Excerpt provided:
>> Start

Skip to main content
RANTING

Is housing really an issue for architects?

By April 15, 201016 Comments

Life in the outer suburbs has never been so tight. Despite the District Plan stating that (in the Outer Residential Area – where this photo was taken) a minimum of 50 sqm of open outside space per household unit must be provided (5.1.3.2B.6), with a maximum site coverage of 35% (5.1.3.3.2), clearly not everyone is prioritising these in their building.

While the rules for infill housing (5.3.4) are clearly different to, or at least bend and break the mainstream residential rules, there are examples around town which raise the question – Why do these people live in the suburbs?  Wouldn’t almost any apartment deliver better living conditions than this?

Suburbia (children playing on freshly mown lawns, clothing blowing on the lines, neighbours chatting over fences, everyone happy and smiling and on valium) is an image which has never been universally attainable – but it was one dependent on a specific relationship between indoor and outdoor space.  But saying this assumes that the underlying premise of suburbia is/was one reliant on the physicality of architecture and design to deliver it.

Clearly aspirations for good design are no longer prevalent, and it’s possible they never were really that important to the majority.  More obvious now, and no doubt always critical to the suburban dream, is the aspiration for home ownership as an abstract ideal, rather than an architecturally desirable thing.  Suburbia is underpinned by the communal assumption that houses (as an investment) is – well “safe as houses.”  The ability to get better living accommodation for everyone, and to increase the percentage of well-designed medium and high density housing in order to better use the planet’s environmental resources, is hence not an issue that architects have any power or ability to determine.  The shift is one that has to happen in financial literacy and education, and in undoing the dominant reliance on home ownership as investment, and perhaps home ownership.  It was the propgandists following the war – the political fight between  renting and the perception of home ownership in the suburb as guaranteeing more security – which has determined our cultural dependency on owning the places we live in.

If we believe that in order to support better city design, access to urban infrastructure (transportation etc), long term resilience (given peak oil etc), community building, pedestrianisation etc. that high and medium density housing is critical to the future city, then perhaps our energies should not go exclusively into the good design of these.  There are already excellent examples of good inner city living.  Instead the link between financial security and home ownership needs to be rethought, and the propagandic use of aspirational images of suburbia (which probably didn’t even materially exist for most in the 1950s) need undermining.  If city councils and government really think more intelligently about “affordable housing” they really need to stop using the term.  Instead the shift that should be supported should be increasing the viability and appeal of long term tenancy, and the financial literacy of the population.

>> End

Task statement:
Reproduce the post on suburban housing from "Is housing really" up to and including "in their building.".

Record extracts:

>> Start

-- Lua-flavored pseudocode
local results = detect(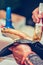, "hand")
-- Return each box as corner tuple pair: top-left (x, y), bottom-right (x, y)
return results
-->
(32, 8), (43, 23)
(10, 44), (33, 65)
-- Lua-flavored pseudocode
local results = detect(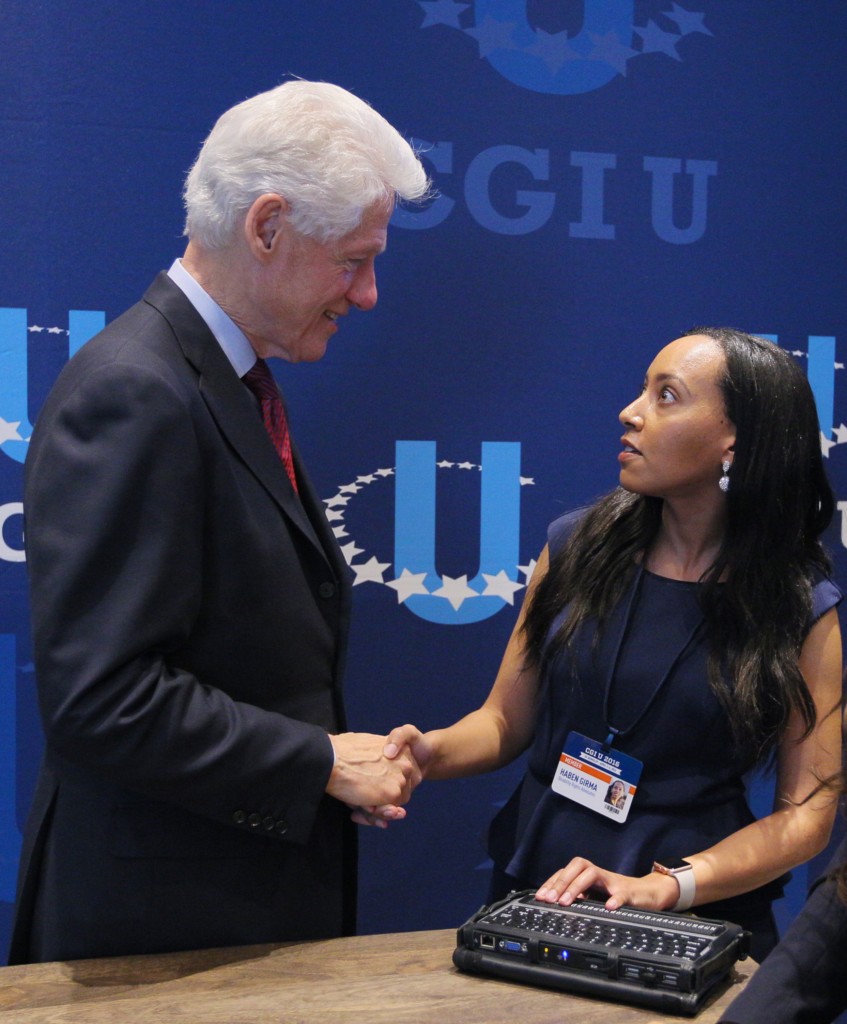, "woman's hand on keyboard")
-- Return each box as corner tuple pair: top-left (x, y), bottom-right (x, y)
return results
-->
(536, 857), (679, 910)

>> End

Worked answer:
Is housing really an issue for architects?

By April 15, 201016 Comments

Life in the outer suburbs has never been so tight. Despite the District Plan stating that (in the Outer Residential Area – where this photo was taken) a minimum of 50 sqm of open outside space per household unit must be provided (5.1.3.2B.6), with a maximum site coverage of 35% (5.1.3.3.2), clearly not everyone is prioritising these in their building.